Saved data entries
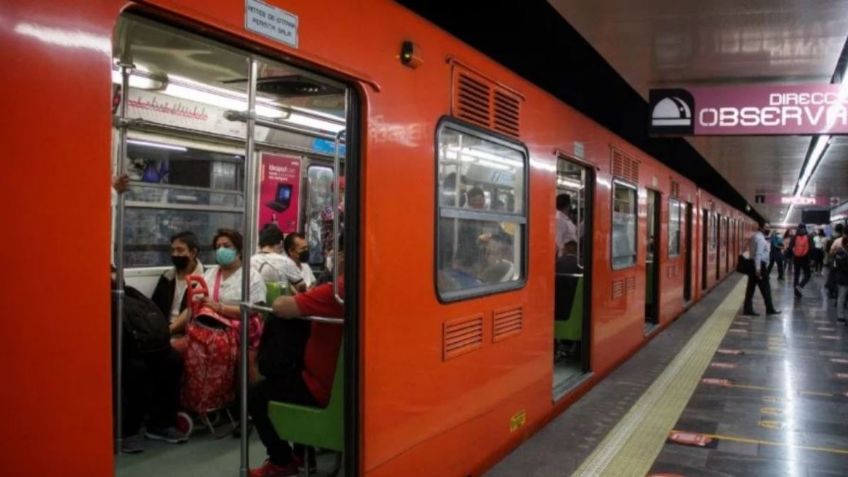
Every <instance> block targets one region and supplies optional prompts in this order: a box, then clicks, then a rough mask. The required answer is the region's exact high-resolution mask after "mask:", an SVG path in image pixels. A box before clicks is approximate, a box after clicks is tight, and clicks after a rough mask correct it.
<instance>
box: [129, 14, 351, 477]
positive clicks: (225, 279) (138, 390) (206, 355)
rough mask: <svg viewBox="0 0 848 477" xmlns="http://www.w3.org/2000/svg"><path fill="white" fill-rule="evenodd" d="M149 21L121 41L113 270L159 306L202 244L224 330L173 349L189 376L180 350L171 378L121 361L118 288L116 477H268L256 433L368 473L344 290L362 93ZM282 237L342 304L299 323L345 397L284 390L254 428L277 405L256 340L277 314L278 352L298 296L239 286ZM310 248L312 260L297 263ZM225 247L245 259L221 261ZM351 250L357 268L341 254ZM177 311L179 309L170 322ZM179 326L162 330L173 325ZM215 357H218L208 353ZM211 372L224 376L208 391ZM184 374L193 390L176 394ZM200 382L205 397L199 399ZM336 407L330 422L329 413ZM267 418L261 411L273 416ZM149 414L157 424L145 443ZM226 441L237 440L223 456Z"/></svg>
mask: <svg viewBox="0 0 848 477" xmlns="http://www.w3.org/2000/svg"><path fill="white" fill-rule="evenodd" d="M145 13H147V12H145ZM153 16H155V12H152V13H150V15H149V16H148V15H147V14H145V15H137V14H133V13H132V12H130V13H125V14H124V15H122V16H121V17H120V19H119V20H118V23H117V26H116V29H115V44H114V64H115V67H114V68H115V69H114V71H113V74H112V81H113V88H112V92H113V97H114V102H115V106H116V108H115V118H114V127H115V129H114V131H113V134H114V137H115V148H114V149H115V158H114V165H113V167H114V169H115V171H116V172H117V175H122V174H126V175H127V177H128V188H127V190H126V191H125V192H123V193H122V194H120V196H119V198H118V200H117V204H116V206H115V219H114V227H115V230H116V233H115V235H116V237H115V245H114V249H115V269H116V270H117V274H118V276H123V277H124V278H125V279H126V282H127V289H129V287H133V288H137V289H138V290H139V292H138V293H139V294H145V295H150V294H151V293H152V292H153V290H154V286H155V285H156V284H157V279H158V278H159V276H160V275H162V274H163V272H166V273H167V272H171V271H172V270H173V267H172V265H171V263H172V260H173V259H172V257H171V255H172V254H175V253H176V252H178V250H177V249H176V248H175V247H174V242H175V241H176V240H175V239H169V237H171V236H172V235H174V234H175V233H179V232H186V231H187V232H191V233H192V234H193V236H196V237H197V241H198V243H199V244H200V245H199V246H197V247H195V248H196V249H197V251H196V253H197V258H198V259H199V261H200V262H201V263H202V264H203V266H204V267H205V268H206V271H207V272H211V273H212V274H211V275H210V274H209V273H207V278H206V283H207V284H208V285H209V291H210V292H205V291H204V293H208V295H207V296H206V299H207V300H209V301H210V302H211V303H212V306H214V307H215V308H213V309H214V310H215V311H216V313H217V314H218V315H219V317H218V319H215V320H212V321H214V323H211V326H207V324H208V323H210V321H209V320H207V321H205V322H204V321H201V319H200V318H203V317H200V318H197V317H195V318H188V317H186V320H187V322H188V323H187V324H186V325H185V330H187V331H185V332H182V331H179V334H178V333H177V332H175V333H174V338H175V340H174V341H173V342H175V343H176V342H178V340H179V339H183V338H184V340H185V341H184V343H185V344H184V345H183V347H182V349H183V350H184V351H183V358H182V359H183V360H184V361H185V362H186V363H189V362H191V365H188V364H186V365H185V366H180V365H179V362H180V359H181V358H180V356H179V354H177V352H176V350H174V349H170V348H169V349H167V350H161V353H168V354H165V355H164V356H166V357H168V358H170V357H171V356H173V355H174V354H177V356H176V358H175V361H176V364H173V363H171V361H167V362H165V364H162V361H163V358H162V357H161V356H159V355H158V354H157V355H156V356H154V357H151V356H152V355H140V354H139V352H138V351H137V350H134V347H132V346H124V341H123V339H122V338H123V336H125V335H126V336H129V333H130V331H131V330H127V329H124V320H122V317H123V314H124V311H125V310H129V308H128V307H125V306H124V304H125V294H124V292H125V289H124V284H123V282H122V281H121V280H116V281H115V283H114V284H113V287H114V288H113V296H114V297H115V305H114V306H115V312H114V314H115V318H113V320H114V328H115V331H114V336H115V338H114V342H115V352H114V354H115V356H114V363H115V364H114V390H113V394H114V395H115V396H118V397H120V399H118V398H116V399H115V416H116V418H115V420H114V421H115V436H116V438H115V441H116V442H115V450H116V452H117V457H116V458H115V475H117V476H119V477H131V476H135V475H169V476H177V477H179V476H188V475H201V474H202V475H212V474H219V473H221V472H223V473H227V472H228V473H229V475H242V476H244V475H247V473H248V469H249V468H250V467H257V466H259V465H261V463H262V461H263V459H264V455H265V453H266V452H265V448H264V447H263V446H262V444H261V443H260V442H259V440H257V437H256V436H257V434H262V435H263V436H265V437H267V436H275V438H277V440H278V441H280V442H288V441H291V442H297V443H299V444H303V445H306V446H311V447H314V448H320V449H323V450H324V451H329V452H325V453H323V454H322V455H319V456H317V459H316V458H315V457H316V456H315V455H314V454H311V455H310V452H311V451H309V450H305V451H304V452H305V455H304V457H303V460H304V462H306V463H307V464H308V465H305V467H307V468H308V467H313V464H312V462H313V461H317V463H316V464H315V465H316V466H317V469H318V470H319V471H322V472H325V471H330V472H331V473H333V472H336V471H338V470H339V468H340V467H341V466H342V465H344V471H345V473H346V475H354V474H355V473H356V470H357V469H358V459H359V456H360V453H359V439H358V433H359V421H358V419H359V417H358V416H359V412H358V405H359V402H360V396H359V391H358V389H359V388H358V377H359V376H358V372H359V349H360V347H359V342H358V336H359V333H358V331H357V330H358V324H357V314H356V310H357V309H358V303H357V300H358V297H359V293H358V291H359V289H358V281H357V280H350V281H349V282H348V283H347V286H346V287H342V286H341V283H342V281H343V280H342V274H345V275H348V276H357V275H358V273H357V271H358V267H359V265H358V263H359V254H358V253H357V251H358V250H359V247H358V237H359V234H358V217H359V213H358V210H359V209H358V200H357V198H358V197H359V181H358V180H357V179H358V177H359V161H357V159H356V154H357V151H358V142H359V141H358V137H359V126H360V125H359V121H358V119H357V118H359V108H358V104H359V103H358V100H357V93H356V89H355V88H354V87H353V83H351V80H347V81H346V82H345V81H341V80H339V79H337V78H333V77H330V76H329V75H328V74H326V73H318V72H315V71H313V70H311V69H309V65H306V64H301V63H300V62H297V61H296V60H295V59H293V58H290V57H287V56H284V55H282V54H274V53H273V52H270V51H269V52H268V54H267V55H260V54H258V53H256V52H255V51H256V50H257V48H256V45H254V44H253V43H251V42H248V41H247V40H243V39H239V38H238V37H237V36H235V35H233V36H232V37H228V38H227V40H228V41H227V42H222V41H219V39H217V38H212V37H209V36H207V35H204V34H200V33H198V32H201V33H202V32H205V31H206V30H205V29H204V28H203V27H199V26H197V25H193V24H176V23H169V22H165V21H158V20H155V19H153V18H151V17H153ZM210 30H211V29H210ZM222 35H223V33H222ZM344 178H346V179H347V180H346V181H344V182H343V179H344ZM345 183H346V186H347V187H346V188H345V187H343V185H345ZM271 227H273V228H276V229H279V231H280V232H282V233H285V234H286V236H287V237H294V241H293V242H292V243H294V244H295V245H294V246H292V247H289V250H288V252H289V257H290V258H292V260H294V258H293V256H296V257H297V258H298V262H299V263H296V265H298V266H300V267H301V270H303V272H302V273H303V274H304V275H303V277H304V279H303V280H301V281H303V282H306V281H307V280H306V278H305V276H306V275H305V274H306V270H307V269H308V270H309V271H311V272H313V274H314V275H315V276H318V277H322V276H323V277H324V278H325V279H326V280H328V281H330V282H332V284H331V285H330V286H329V288H324V290H329V291H328V292H327V293H326V295H325V296H328V297H329V300H335V301H336V302H337V303H338V305H339V306H338V307H336V309H335V310H332V313H331V316H329V317H327V316H324V317H320V316H302V317H299V318H298V320H300V321H298V323H301V324H303V325H304V326H306V327H308V329H310V330H311V331H310V333H311V336H316V333H319V332H320V334H321V336H322V337H323V338H324V340H323V341H325V343H324V344H321V343H317V340H316V342H313V343H317V344H314V346H316V349H320V348H323V350H320V351H321V352H325V353H324V354H322V356H323V357H325V358H327V361H328V362H330V363H331V364H332V363H335V366H333V367H329V366H328V367H326V369H330V370H331V371H332V373H333V374H332V376H329V375H325V376H323V378H327V379H326V381H325V382H331V383H332V384H331V387H330V389H329V395H328V396H322V397H321V398H319V397H317V396H314V395H309V396H304V394H303V393H301V394H300V395H297V394H295V393H294V392H291V391H290V389H291V388H294V386H288V385H286V386H283V385H281V386H279V387H278V388H276V389H274V390H272V391H270V392H268V393H267V396H268V398H269V400H270V403H269V404H268V406H267V408H268V412H267V413H264V412H263V413H260V412H252V413H251V414H252V415H251V420H250V421H249V419H248V405H247V404H248V402H249V400H250V399H249V398H253V397H255V396H262V395H263V394H260V393H259V392H256V390H257V388H256V387H252V388H250V389H251V393H250V395H249V394H248V388H249V386H250V385H252V384H256V383H251V382H250V381H251V380H252V379H253V377H254V376H255V374H256V372H257V371H258V370H257V369H256V368H257V366H254V361H253V357H254V356H255V352H256V346H257V343H256V341H257V339H256V338H257V336H258V333H257V330H258V329H259V326H255V325H254V324H258V323H259V321H260V320H259V315H260V314H261V315H263V317H264V323H265V332H264V333H265V335H264V336H263V337H267V336H268V334H269V331H268V330H269V329H271V327H273V326H274V324H275V323H276V324H279V323H280V320H283V318H279V317H276V316H274V315H273V313H271V309H270V308H268V306H267V305H270V304H272V303H273V302H274V301H275V300H276V299H277V298H279V295H280V293H285V292H284V291H282V290H285V289H286V286H287V285H288V284H289V283H292V284H297V283H298V282H297V281H293V280H292V279H291V278H288V277H282V276H277V277H272V278H270V279H268V278H265V276H261V278H260V274H259V272H258V271H255V272H254V271H250V272H246V273H242V272H243V271H247V270H250V269H251V262H250V258H251V257H252V256H253V255H254V254H255V253H257V252H259V250H258V249H259V247H258V241H259V235H260V231H263V230H266V229H268V228H271ZM219 229H226V234H228V235H227V236H226V238H227V240H228V241H229V243H223V242H219V241H218V240H217V239H216V240H215V243H213V237H217V236H218V235H220V234H221V233H222V232H221V231H220V230H219ZM342 234H344V240H339V238H340V236H341V235H342ZM232 237H236V238H235V239H233V238H232ZM181 240H183V241H185V240H186V239H185V238H184V239H181ZM298 240H299V241H301V242H304V243H305V249H303V250H299V251H298V250H297V249H298V248H299V247H298V246H297V245H296V244H297V241H298ZM285 243H286V242H285V241H283V242H282V244H279V243H277V244H275V243H271V244H269V245H268V246H277V245H284V244H285ZM216 247H218V248H226V249H235V252H234V253H232V255H231V256H230V258H220V257H219V254H218V253H217V252H216V250H215V248H216ZM342 247H346V249H347V250H348V251H349V252H348V253H347V254H344V255H343V250H344V249H343V248H342ZM305 252H308V253H307V254H306V256H304V253H305ZM220 255H221V257H227V256H228V255H227V254H220ZM300 257H303V258H300ZM341 257H346V259H345V260H341ZM216 260H217V262H218V263H220V264H221V265H219V266H218V265H215V264H216ZM174 263H176V262H174ZM339 263H343V264H344V266H343V267H342V266H340V265H339ZM332 264H335V266H332ZM222 268H225V269H226V270H224V271H221V272H220V273H218V271H219V270H221V269H222ZM236 271H237V272H238V275H236ZM225 274H226V276H224V275H225ZM162 276H163V277H164V276H166V275H162ZM212 277H215V278H212ZM230 277H232V278H230ZM254 278H255V280H254ZM262 279H264V280H262ZM173 280H174V281H176V279H173ZM228 280H231V281H229V282H228ZM174 286H175V285H172V287H174ZM171 289H172V290H173V289H174V288H171ZM200 290H201V289H198V291H200ZM238 290H240V291H238ZM219 292H220V293H219ZM181 295H182V292H180V293H179V294H174V298H170V297H169V298H167V300H166V301H167V303H166V304H167V305H168V306H169V308H170V310H174V307H173V305H172V303H173V302H174V299H176V303H177V305H179V304H180V301H181V300H180V299H179V298H180V297H181ZM241 297H249V299H242V298H241ZM187 300H190V299H187ZM329 300H328V301H329ZM177 309H179V308H177ZM165 311H168V310H165ZM304 313H305V312H304ZM328 313H329V312H328ZM310 314H312V313H310ZM182 316H183V315H182V313H181V314H180V315H177V316H176V317H165V316H164V315H163V318H170V319H171V320H172V321H171V324H172V325H173V324H175V323H178V321H177V320H180V319H181V318H182ZM275 320H276V321H275ZM292 321H294V320H292ZM127 322H128V323H129V321H127ZM204 323H207V324H204ZM204 329H205V330H212V331H203V330H204ZM277 329H280V328H279V326H277ZM193 330H201V331H198V332H197V333H194V332H193ZM175 331H177V330H175ZM183 333H184V334H185V336H187V337H183V336H180V335H182V334H183ZM203 333H205V334H203ZM210 343H211V344H210ZM274 344H276V342H274ZM288 344H293V343H288ZM325 345H326V346H325ZM303 346H304V347H305V346H306V345H305V344H304V345H303ZM206 349H210V350H211V352H210V353H208V354H204V351H205V350H206ZM236 350H237V351H236ZM159 351H160V350H157V353H158V352H159ZM302 353H303V354H305V351H304V352H302ZM154 358H155V359H154ZM257 360H258V358H257ZM280 362H282V360H275V361H274V362H273V363H270V364H269V366H272V365H273V366H272V367H270V368H267V369H268V370H270V373H269V374H271V373H273V374H271V375H272V376H273V375H278V376H282V377H284V378H285V379H289V378H292V379H297V377H299V376H302V375H301V374H300V373H299V372H298V371H297V370H295V371H294V372H291V371H289V368H286V367H285V365H284V366H278V367H275V366H276V365H278V364H280ZM172 364H173V365H172ZM165 365H168V367H167V368H166V367H165ZM154 366H155V367H154ZM259 368H261V365H260V366H259ZM326 369H325V371H326ZM210 370H211V371H210ZM213 372H218V373H220V374H219V375H216V376H220V377H216V378H215V379H214V380H213V379H207V378H206V376H211V375H212V373H213ZM180 373H182V383H179V379H173V377H174V376H175V375H176V376H179V375H180ZM277 373H279V374H277ZM151 378H153V379H151ZM168 378H170V380H168ZM271 379H274V378H268V382H270V381H271ZM166 381H167V382H166ZM260 382H261V381H257V383H260ZM280 382H289V381H282V380H281V381H280ZM187 383H191V384H192V385H194V384H195V383H201V384H203V386H202V388H201V386H195V387H194V388H188V384H187ZM303 386H306V385H305V384H303ZM187 389H190V390H191V391H197V392H193V393H192V392H188V391H187ZM266 389H270V386H268V387H266ZM280 389H282V390H283V391H282V392H278V391H279V390H280ZM301 389H303V388H301ZM309 393H311V391H309ZM178 394H179V395H181V399H179V401H178V402H177V398H176V396H177V395H178ZM148 395H151V396H152V397H151V398H150V399H148V398H147V396H148ZM323 398H326V405H325V406H323V405H318V402H319V400H324V399H323ZM159 401H162V402H161V403H160V402H159ZM262 404H264V403H262ZM322 404H323V403H322ZM153 406H157V409H153ZM258 407H261V408H262V409H263V411H264V408H265V407H266V406H258ZM148 408H149V409H148ZM254 409H255V408H254ZM176 411H180V412H179V414H177V413H176ZM144 414H150V415H151V420H150V422H149V424H147V425H146V427H144V426H145V425H144V424H143V422H142V421H143V419H142V418H143V416H144ZM154 414H156V416H155V415H154ZM160 414H161V416H158V415H160ZM175 414H176V416H175ZM157 417H161V419H157ZM154 419H157V421H158V420H161V421H162V422H161V423H159V422H156V423H154ZM249 422H252V427H253V429H254V431H255V432H252V433H251V432H250V427H249ZM281 422H284V423H285V424H284V425H281V424H280V423H281ZM154 424H156V425H155V426H154ZM142 427H144V429H143V430H142ZM230 434H232V435H233V436H235V437H239V440H237V439H230V438H227V439H223V440H218V438H221V437H224V436H228V435H230ZM141 435H144V436H145V437H147V438H148V439H151V440H158V441H165V442H167V443H180V442H183V441H184V440H185V439H186V438H187V437H188V436H189V435H190V441H189V442H188V443H186V444H184V445H182V446H172V447H170V448H163V447H153V446H147V449H146V450H148V451H146V452H144V453H141V454H139V452H140V451H141V450H143V449H144V447H145V446H143V445H141V444H139V443H138V442H139V440H140V439H136V438H140V436H141ZM251 436H252V437H251ZM263 438H264V437H263ZM284 445H285V446H288V444H284ZM251 456H252V457H251ZM291 466H292V464H291V463H289V467H291Z"/></svg>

EXERCISE DESCRIPTION:
Repeat everything from the start of the lines down through the line that contains "rough mask: <svg", and include that line. Leave the picture out of your answer.

YOUR SOLUTION:
Every <instance> block targets one region and supplies optional prompts in this order: a box, then clicks, then a rough mask. The required answer is the region's exact high-resolution mask after "mask:", an SVG path in image pixels. A box before clicks is approximate, a box after clicks is tight, and clicks after a rough mask correct it.
<instance>
box: [129, 14, 351, 477]
positive clicks: (225, 279) (138, 390) (206, 355)
rough mask: <svg viewBox="0 0 848 477" xmlns="http://www.w3.org/2000/svg"><path fill="white" fill-rule="evenodd" d="M149 21L121 41L113 270L159 306L202 244L224 330L173 349L189 376L180 350L171 378L121 361L118 288L116 477H268L256 433L368 473L344 290L362 93ZM282 237L342 304L299 323L345 397L284 390L254 428L277 405L256 340L277 314L278 352L298 296L239 286ZM310 248L312 260L297 263ZM225 247L245 259L221 261ZM351 250L357 268L341 254ZM177 311L179 309L170 322ZM179 326L162 330L173 325ZM215 357H218L208 353ZM211 372L224 376L208 391ZM184 374L193 390L176 394ZM200 382L205 397L199 399ZM336 407L330 422L329 413ZM267 418L261 411L273 416ZM149 414L157 424L145 443ZM226 441L237 440L223 456Z"/></svg>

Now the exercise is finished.